··· Given data ···

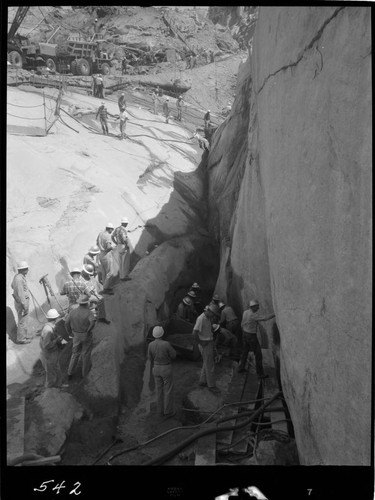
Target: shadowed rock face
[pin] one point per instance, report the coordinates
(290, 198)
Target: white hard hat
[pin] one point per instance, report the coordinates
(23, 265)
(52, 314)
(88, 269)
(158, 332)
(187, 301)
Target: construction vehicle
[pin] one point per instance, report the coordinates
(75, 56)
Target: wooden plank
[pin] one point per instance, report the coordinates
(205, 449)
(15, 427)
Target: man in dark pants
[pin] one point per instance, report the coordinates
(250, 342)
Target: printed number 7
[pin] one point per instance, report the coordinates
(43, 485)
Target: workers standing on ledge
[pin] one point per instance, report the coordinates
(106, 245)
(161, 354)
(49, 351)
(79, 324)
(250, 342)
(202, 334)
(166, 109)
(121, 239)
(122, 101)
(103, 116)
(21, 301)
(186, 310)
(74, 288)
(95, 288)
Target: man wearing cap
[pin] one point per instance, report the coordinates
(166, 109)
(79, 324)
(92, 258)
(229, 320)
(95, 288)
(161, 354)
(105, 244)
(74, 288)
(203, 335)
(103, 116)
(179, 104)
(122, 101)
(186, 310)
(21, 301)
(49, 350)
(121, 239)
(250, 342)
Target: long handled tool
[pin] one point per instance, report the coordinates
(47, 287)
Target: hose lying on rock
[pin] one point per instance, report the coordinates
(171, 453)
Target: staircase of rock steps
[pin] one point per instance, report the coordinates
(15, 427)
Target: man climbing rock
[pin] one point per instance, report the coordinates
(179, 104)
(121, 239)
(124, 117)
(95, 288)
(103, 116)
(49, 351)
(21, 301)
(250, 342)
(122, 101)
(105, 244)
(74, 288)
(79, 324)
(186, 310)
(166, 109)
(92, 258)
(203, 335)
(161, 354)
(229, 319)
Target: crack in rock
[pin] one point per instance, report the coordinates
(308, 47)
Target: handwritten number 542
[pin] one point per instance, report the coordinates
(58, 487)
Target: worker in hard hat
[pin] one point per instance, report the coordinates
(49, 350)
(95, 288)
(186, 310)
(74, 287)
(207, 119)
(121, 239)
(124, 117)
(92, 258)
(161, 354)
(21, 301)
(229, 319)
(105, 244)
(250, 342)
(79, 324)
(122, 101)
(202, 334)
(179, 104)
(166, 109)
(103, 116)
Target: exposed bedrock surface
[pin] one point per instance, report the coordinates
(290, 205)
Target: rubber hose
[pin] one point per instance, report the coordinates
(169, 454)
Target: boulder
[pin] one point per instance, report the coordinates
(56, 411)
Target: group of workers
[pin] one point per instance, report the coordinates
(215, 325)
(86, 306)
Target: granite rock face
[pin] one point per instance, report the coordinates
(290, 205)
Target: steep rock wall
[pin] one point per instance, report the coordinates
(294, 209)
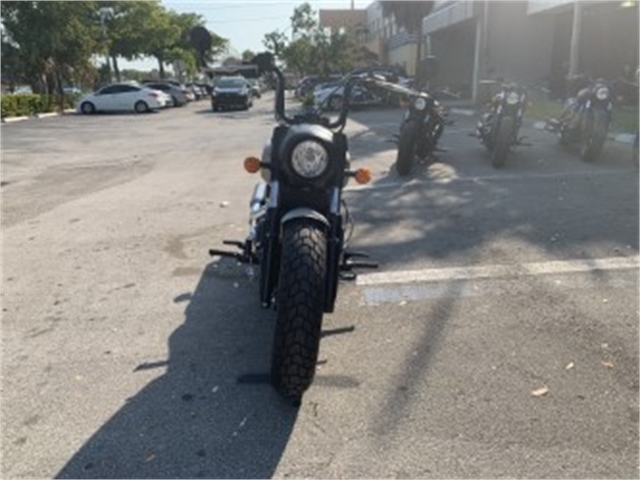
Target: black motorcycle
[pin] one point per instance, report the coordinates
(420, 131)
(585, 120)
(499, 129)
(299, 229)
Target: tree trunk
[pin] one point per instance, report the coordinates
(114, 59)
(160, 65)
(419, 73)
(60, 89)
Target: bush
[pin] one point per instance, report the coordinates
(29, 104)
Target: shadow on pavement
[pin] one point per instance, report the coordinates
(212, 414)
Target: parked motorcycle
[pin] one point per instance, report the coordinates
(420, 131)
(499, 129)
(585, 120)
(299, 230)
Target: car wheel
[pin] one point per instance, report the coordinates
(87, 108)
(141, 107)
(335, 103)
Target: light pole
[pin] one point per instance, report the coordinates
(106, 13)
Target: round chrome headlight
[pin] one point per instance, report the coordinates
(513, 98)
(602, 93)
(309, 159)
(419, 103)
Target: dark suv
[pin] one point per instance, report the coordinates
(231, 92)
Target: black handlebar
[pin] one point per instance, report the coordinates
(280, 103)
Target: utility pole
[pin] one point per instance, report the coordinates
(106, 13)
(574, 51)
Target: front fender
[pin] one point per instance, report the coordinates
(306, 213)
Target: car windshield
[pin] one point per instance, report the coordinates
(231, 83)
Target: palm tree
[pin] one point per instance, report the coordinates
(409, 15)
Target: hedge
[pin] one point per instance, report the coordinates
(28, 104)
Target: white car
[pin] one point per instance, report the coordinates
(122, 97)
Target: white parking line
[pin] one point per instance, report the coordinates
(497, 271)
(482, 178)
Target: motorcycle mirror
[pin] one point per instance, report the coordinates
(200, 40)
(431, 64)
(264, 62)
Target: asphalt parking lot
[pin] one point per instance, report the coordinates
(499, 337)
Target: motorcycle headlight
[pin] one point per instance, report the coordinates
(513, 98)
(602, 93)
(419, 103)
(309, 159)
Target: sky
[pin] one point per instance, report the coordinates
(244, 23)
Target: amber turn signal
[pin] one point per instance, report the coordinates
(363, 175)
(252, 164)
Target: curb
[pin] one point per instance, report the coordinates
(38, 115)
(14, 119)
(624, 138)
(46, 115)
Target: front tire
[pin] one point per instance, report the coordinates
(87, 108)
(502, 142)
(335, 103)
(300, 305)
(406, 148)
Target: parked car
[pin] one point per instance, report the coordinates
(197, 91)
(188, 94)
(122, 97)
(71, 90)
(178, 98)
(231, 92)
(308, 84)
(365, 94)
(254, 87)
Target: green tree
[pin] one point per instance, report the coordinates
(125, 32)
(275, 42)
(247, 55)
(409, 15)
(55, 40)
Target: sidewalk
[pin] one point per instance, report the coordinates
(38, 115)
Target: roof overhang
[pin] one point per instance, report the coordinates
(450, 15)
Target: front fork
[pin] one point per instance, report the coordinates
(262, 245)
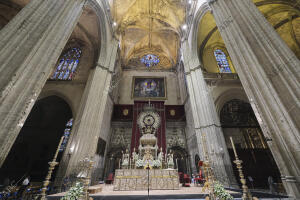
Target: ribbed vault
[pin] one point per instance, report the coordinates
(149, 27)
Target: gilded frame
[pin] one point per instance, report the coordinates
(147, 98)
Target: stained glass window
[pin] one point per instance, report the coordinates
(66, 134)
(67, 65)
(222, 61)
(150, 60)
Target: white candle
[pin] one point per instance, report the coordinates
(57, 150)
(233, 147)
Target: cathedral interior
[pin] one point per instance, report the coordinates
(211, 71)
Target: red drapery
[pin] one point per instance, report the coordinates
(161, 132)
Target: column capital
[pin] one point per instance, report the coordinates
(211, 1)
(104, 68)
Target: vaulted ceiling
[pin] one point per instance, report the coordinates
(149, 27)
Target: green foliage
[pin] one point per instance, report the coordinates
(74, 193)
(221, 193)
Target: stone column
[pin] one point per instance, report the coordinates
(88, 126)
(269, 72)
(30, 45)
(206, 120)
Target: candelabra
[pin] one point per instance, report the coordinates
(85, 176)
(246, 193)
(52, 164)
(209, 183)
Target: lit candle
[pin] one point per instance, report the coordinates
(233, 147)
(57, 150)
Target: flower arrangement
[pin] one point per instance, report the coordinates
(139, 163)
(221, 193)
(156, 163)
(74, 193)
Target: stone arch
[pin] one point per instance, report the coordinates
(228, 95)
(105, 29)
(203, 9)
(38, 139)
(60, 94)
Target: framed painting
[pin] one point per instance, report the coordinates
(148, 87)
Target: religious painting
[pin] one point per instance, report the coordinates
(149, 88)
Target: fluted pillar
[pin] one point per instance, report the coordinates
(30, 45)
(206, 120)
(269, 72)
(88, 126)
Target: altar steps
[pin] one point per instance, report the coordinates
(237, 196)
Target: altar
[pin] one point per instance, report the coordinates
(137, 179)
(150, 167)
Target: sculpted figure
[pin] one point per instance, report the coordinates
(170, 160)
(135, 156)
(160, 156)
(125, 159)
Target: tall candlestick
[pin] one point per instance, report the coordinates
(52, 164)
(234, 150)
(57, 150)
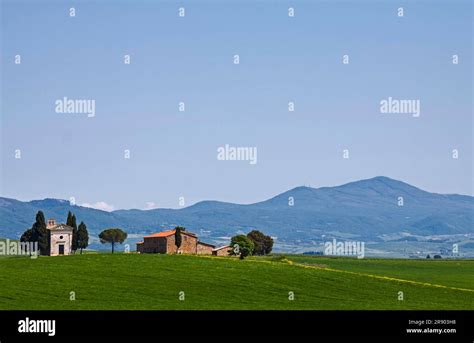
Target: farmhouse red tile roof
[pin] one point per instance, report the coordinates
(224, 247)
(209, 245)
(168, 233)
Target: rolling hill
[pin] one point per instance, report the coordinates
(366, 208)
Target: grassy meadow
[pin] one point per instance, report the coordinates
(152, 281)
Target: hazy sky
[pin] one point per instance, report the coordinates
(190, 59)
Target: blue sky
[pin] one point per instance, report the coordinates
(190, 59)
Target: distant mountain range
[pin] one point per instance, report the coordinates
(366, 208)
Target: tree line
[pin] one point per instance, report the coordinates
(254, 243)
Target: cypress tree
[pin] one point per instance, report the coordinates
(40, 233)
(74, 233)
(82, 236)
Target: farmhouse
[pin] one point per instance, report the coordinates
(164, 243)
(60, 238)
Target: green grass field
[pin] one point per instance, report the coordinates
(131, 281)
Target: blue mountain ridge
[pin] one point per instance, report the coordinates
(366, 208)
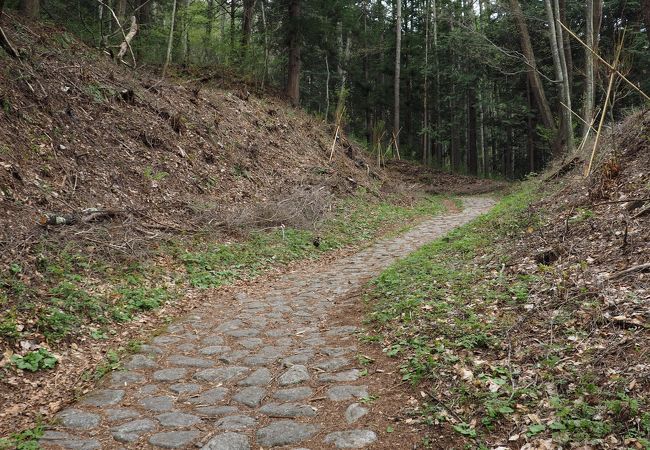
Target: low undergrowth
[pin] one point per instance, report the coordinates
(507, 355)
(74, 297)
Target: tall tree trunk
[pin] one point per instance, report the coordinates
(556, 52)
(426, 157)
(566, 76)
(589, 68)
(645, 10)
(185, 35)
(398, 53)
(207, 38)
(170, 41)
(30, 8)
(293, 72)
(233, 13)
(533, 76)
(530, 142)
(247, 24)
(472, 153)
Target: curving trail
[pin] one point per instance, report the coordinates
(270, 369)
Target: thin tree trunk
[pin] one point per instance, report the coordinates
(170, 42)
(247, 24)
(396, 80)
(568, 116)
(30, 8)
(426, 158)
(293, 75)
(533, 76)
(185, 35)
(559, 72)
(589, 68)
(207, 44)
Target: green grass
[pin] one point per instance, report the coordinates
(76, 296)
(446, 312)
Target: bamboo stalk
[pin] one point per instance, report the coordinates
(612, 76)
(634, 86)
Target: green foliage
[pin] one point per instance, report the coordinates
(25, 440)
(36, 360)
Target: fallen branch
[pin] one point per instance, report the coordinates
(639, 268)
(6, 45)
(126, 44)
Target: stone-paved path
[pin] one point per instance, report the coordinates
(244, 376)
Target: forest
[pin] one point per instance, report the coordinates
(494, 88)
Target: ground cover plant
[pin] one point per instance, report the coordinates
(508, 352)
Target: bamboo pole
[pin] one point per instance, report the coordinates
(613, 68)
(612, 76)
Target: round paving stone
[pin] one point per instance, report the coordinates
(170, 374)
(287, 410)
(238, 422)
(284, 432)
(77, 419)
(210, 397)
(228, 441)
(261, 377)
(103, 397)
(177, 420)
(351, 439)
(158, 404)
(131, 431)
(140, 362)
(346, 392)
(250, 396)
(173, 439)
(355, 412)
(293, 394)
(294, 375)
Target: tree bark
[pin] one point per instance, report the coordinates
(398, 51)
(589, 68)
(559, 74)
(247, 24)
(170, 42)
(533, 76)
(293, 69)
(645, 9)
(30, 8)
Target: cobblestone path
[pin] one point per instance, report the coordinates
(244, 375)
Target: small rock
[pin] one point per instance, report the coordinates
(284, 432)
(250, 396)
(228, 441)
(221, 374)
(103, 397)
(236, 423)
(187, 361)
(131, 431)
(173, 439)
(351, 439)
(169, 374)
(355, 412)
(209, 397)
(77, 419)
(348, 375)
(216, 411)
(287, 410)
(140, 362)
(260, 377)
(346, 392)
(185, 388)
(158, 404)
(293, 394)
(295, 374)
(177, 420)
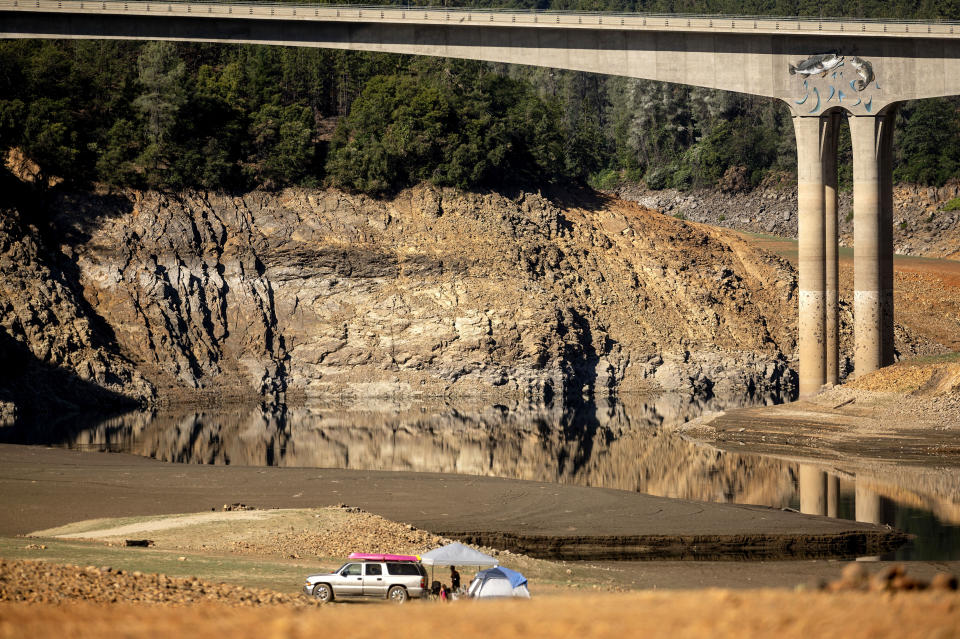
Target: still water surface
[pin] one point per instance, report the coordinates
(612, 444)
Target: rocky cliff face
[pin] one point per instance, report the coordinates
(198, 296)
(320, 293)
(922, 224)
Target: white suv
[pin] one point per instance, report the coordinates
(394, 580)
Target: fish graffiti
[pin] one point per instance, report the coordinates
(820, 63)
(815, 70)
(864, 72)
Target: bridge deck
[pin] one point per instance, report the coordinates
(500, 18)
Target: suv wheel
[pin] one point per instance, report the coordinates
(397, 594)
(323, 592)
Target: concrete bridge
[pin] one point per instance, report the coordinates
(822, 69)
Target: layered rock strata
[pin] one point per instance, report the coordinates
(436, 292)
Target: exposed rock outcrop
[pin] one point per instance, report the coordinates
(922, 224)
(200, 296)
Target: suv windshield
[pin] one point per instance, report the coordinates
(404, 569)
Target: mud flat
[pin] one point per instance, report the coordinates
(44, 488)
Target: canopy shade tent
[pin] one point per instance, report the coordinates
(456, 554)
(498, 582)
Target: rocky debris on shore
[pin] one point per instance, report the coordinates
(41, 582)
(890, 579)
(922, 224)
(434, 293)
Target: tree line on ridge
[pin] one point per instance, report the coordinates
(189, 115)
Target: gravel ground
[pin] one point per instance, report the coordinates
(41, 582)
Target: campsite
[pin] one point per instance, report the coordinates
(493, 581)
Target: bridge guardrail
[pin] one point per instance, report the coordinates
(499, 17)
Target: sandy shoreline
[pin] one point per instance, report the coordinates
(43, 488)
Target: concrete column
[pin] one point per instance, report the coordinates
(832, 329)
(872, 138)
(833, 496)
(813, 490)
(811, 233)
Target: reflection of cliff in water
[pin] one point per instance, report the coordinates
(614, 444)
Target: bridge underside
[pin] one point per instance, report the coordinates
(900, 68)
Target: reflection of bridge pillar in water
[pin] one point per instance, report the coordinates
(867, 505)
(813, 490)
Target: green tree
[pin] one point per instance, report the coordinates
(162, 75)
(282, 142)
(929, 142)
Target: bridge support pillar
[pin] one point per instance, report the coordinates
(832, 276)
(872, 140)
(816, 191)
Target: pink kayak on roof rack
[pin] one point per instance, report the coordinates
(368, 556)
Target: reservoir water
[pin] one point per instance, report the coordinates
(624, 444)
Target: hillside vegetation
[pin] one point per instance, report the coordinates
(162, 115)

···

- _Instructions to follow_: Reproduce exactly the lines from the one containing "Target: exposed rock outcrop" through the last line of the records above, including both, and nothing else.

- _Output below_:
Target: exposed rock outcrop
[pin] one point per instance, report the coordinates
(922, 224)
(200, 296)
Target: suv windshield
[pin] one point per instance, report the coordinates
(404, 569)
Target: mud flat
[pin] one point per instance, report the coordinates
(44, 488)
Target: canopy shade tent
[pin] one point per instance, report the coordinates
(456, 554)
(498, 582)
Target: rocky debris on shore
[pin] one point per instance, report the coordinates
(41, 582)
(890, 579)
(922, 224)
(434, 293)
Target: tree line on ridge
[pin] one point per instance, report the coordinates
(189, 115)
Target: gravel ground
[pin] one point per instance, report the coordinates
(41, 582)
Target: campsite
[pin] one point per instance, report the coordinates
(493, 581)
Target: bridge guardrail
[pin] one point per instance, report the coordinates
(499, 17)
Target: sandy shoreline
[pin] one point per instance, report the coordinates
(43, 488)
Target: concrete column
[pin] one point per instance, report the coordinates
(832, 329)
(872, 138)
(833, 496)
(813, 490)
(811, 233)
Target: reflection of cliff in water
[pin] one point per instance, report the coordinates
(614, 444)
Target: bridge underside
[pin] one point per instance, report the coordinates
(900, 68)
Target: reflection of bridge pillar in water
[pin] one point per instance, report the coordinates
(867, 505)
(813, 490)
Target: green tree
[pin] one point per instance, report the coordinates
(162, 75)
(282, 142)
(929, 142)
Target: bridge support pillar
[pin] one point per instance, report the coordinates
(832, 276)
(872, 140)
(816, 191)
Target: pink kayak on roof rack
[pin] one point per instance, report the coordinates
(368, 556)
Target: reservoir water
[pin] one point per instance, report the coordinates
(624, 444)
Target: hillside vegetation
[pin] one point per instance, report the coordinates
(162, 115)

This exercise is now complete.